Source document
☆ ☆ ☆

Elon Musk on the regulatory absurdity of launching Starship:
Elon explains that before SpaceX could launch Starship, regulators required them to study whether the rocket would hit a shark in the Pacific Ocean.
"It's a big ocean. There's a lot of sharks. It's not impossible, but it's very unlikely."
When SpaceX agreed to do the analysis, they hit a wall. Elon recounts the exchange:
"We said okay fine, we'll do the analysis. And then, well, can you give us the shark data? They're like, no, we can't give you the shark data."
The reasoning behind the refusal left him stunned:
"They were worried about the shark density data, like the people who are hunting sharks for shark fins somehow getting their hands on this shark data… Am I in a comedy sketch here?"
Eventually they got the data, ran the analysis, and confirmed the sharks would be fine. But the saga didn't end there.
"Then we thought, okay now we're done. They said, but what about whales?"
Elon's response captures his disbelief:
"When you look at a picture of the Pacific, what percentage of the surface area of the Pacific do you see as whale? I don't see any. Where's a whale?"
He jokes that if Starship somehow did hit a whale:
"Honestly, that whale had it coming, because the odds are so low. It's like Final Destination: the whale edition. Fate had it in for that whale."

☆ ☆ ☆

Listing

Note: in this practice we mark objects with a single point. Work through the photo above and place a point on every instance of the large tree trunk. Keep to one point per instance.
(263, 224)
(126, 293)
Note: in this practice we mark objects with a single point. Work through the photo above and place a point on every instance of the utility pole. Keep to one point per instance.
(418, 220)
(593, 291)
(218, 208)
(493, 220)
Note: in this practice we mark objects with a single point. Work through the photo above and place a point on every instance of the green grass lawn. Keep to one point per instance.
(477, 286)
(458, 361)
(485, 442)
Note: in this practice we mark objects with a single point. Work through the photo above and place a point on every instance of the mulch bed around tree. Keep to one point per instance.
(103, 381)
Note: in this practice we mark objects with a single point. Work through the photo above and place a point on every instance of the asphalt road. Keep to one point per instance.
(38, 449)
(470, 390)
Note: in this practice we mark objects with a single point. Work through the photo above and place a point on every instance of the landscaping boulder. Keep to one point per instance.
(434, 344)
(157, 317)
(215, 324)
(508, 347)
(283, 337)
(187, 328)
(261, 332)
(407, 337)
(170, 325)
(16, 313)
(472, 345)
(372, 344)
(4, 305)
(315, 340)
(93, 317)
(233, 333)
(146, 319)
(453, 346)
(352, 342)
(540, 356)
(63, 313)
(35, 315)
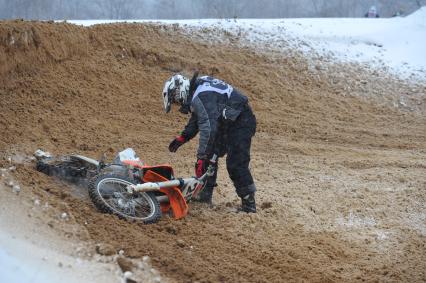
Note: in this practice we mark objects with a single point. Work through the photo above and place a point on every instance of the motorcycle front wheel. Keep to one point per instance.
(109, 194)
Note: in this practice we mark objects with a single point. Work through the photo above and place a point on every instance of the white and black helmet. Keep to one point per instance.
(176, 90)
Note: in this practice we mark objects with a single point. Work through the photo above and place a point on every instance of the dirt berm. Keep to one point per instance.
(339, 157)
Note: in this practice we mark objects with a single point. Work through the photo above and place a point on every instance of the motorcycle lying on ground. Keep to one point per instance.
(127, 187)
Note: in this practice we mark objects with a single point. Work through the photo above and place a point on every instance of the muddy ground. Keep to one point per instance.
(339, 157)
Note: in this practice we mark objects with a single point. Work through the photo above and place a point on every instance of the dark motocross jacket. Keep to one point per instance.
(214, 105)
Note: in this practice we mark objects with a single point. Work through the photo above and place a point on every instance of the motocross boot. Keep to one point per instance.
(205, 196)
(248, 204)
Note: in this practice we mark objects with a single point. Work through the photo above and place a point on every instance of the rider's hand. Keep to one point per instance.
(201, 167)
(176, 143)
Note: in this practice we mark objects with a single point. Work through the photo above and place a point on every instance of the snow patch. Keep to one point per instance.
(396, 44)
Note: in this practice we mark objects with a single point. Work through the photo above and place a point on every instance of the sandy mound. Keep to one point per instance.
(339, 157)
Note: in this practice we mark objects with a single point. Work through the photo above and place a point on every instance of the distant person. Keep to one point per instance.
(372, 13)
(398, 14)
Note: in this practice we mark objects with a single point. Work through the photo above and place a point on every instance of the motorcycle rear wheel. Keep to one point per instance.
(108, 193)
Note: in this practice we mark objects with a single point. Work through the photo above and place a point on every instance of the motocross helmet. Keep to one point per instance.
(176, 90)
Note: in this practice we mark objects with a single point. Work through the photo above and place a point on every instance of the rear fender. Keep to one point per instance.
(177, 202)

☆ ☆ ☆

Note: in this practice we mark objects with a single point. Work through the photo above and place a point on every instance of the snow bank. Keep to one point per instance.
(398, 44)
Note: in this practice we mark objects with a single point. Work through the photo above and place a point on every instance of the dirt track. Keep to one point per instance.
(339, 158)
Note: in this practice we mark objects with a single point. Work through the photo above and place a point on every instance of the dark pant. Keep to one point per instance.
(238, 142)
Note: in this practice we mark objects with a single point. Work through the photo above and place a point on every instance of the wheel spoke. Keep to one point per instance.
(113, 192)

☆ ☆ ☆

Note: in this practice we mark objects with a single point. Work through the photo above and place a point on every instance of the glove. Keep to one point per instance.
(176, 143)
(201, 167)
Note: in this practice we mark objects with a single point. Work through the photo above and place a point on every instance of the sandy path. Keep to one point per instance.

☆ ☆ ☆

Task list
- a) From the text about the Starship launch review, return the passage word for word, beginning at the words "Elon Musk on" and ending after "didn't end there.".
- b) In the text about the Starship launch review, quote every sentence that ends in a question mark. Treat the ellipsis as a sentence break.

Answers
- a)
Elon Musk on the regulatory absurdity of launching Starship:
Elon explains that before SpaceX could launch Starship, regulators required them to study whether the rocket would hit a shark in the Pacific Ocean.
"It's a big ocean. There's a lot of sharks. It's not impossible, but it's very unlikely."
When SpaceX agreed to do the analysis, they hit a wall. Elon recounts the exchange:
"We said okay fine, we'll do the analysis. And then, well, can you give us the shark data? They're like, no, we can't give you the shark data."
The reasoning behind the refusal left him stunned:
"They were worried about the shark density data, like the people who are hunting sharks for shark fins somehow getting their hands on this shark data… Am I in a comedy sketch here?"
Eventually they got the data, ran the analysis, and confirmed the sharks would be fine. But the saga didn't end there.

- b)
- "And then, well, can you give us the shark data?"
- "Am I in a comedy sketch here?"
- "They said, but what about whales?"
- "When you look at a picture of the Pacific, what percentage of the surface area of the Pacific do you see as whale?"
- "Where's a whale?"